Questions
(1) Decide whether each statement below agrees with the personal questionnaire. For each, answer yes or no and quote the words from the questionnaire that decide it: (a) The respondent still has tonsils. (b) The respondent's favorite sport to watch is basketball. (c) The last person the respondent talked to on the phone was their dad.
(2) Swap "tennis shoes" for "running shoes" in the personal questionnaire, and write out again the part that opens with the words containing "11. Do you untie" and closes with "Mentally, it depends.".
(3) According to the personal questionnaire, which brand of lotion does the respondent's nana wear?

Excerpted passage
7. Do you use sarcasm a lot? Not a tone

8. Do you still have your tonsils? Yes.

9. Would you bungee jump? Yes

10. What is your favorite cereal? Cheerios and Special K

11. Do you untie your shoes when you take them off? Not normally. My shoes are mostly dress shoes or flip flops. I treat my tennis shoes like they are as well

12. Do you think you are strong? Physically, no. Mentally, it depends.

13. What is your favorite ice cream? Chocolate Chip from Baskin Robbins.

14. What is the first thing you notice about people? General appearance

15. Red or Pink? I like both.

16. What is your least favorite thing about yourself? My not so toned body

17. Who do you miss the most? My Nana and Papa

18. What color pants and shoes are you wearing? Gray pants with black flats

20. What was the last thing you ate? Manacotti...delicious and so carb-filled

21. What are you listening to right now? MTV- I think "Made" is on

22. If you were a crayon, what color would you be? Periwinkle

23. Favorite smells? Cupcakes, cologne, Keri lotion (the brand my nana wears), apple pie

24. Who was the last person you talked to on the phone? My dad

25. Favorite sports to watch? Softball

26. Hair color? Medium brown.

Data for review
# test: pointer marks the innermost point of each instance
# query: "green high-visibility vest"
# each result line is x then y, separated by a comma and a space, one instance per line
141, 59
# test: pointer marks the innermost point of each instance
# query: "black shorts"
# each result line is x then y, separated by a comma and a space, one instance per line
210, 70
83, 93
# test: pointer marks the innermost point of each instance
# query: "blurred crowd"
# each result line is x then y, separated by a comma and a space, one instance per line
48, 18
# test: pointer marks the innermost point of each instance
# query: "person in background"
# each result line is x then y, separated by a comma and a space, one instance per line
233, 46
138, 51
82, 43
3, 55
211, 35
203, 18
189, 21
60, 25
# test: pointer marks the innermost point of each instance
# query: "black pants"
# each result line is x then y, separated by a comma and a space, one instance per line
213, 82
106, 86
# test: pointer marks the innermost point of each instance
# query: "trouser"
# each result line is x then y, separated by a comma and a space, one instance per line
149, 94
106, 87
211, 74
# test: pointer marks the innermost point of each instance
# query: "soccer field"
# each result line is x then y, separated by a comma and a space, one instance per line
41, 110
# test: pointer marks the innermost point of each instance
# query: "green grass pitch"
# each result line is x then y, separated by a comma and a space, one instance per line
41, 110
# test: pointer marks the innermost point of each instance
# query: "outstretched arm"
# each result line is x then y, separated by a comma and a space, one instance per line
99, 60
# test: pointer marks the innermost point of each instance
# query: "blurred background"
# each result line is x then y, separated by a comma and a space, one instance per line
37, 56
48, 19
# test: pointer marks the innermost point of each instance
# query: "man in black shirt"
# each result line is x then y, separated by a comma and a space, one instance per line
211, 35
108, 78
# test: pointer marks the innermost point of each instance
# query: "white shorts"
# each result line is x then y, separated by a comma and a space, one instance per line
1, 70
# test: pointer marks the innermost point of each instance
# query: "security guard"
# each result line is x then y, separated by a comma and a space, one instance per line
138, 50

Results
(1)
(a) Yes: "Do you still have your tonsils? Yes."
(b) No: "Favorite sports to watch? Softball"
(c) Yes: "Who was the last person you talked to on the phone? My dad"

(2)
11. Do you untie your shoes when you take them off? Not normally. My shoes are mostly dress shoes or flip flops. I treat my running shoes like they are as well

12. Do you think you are strong? Physically, no. Mentally, it depends.

(3) Keri lotion.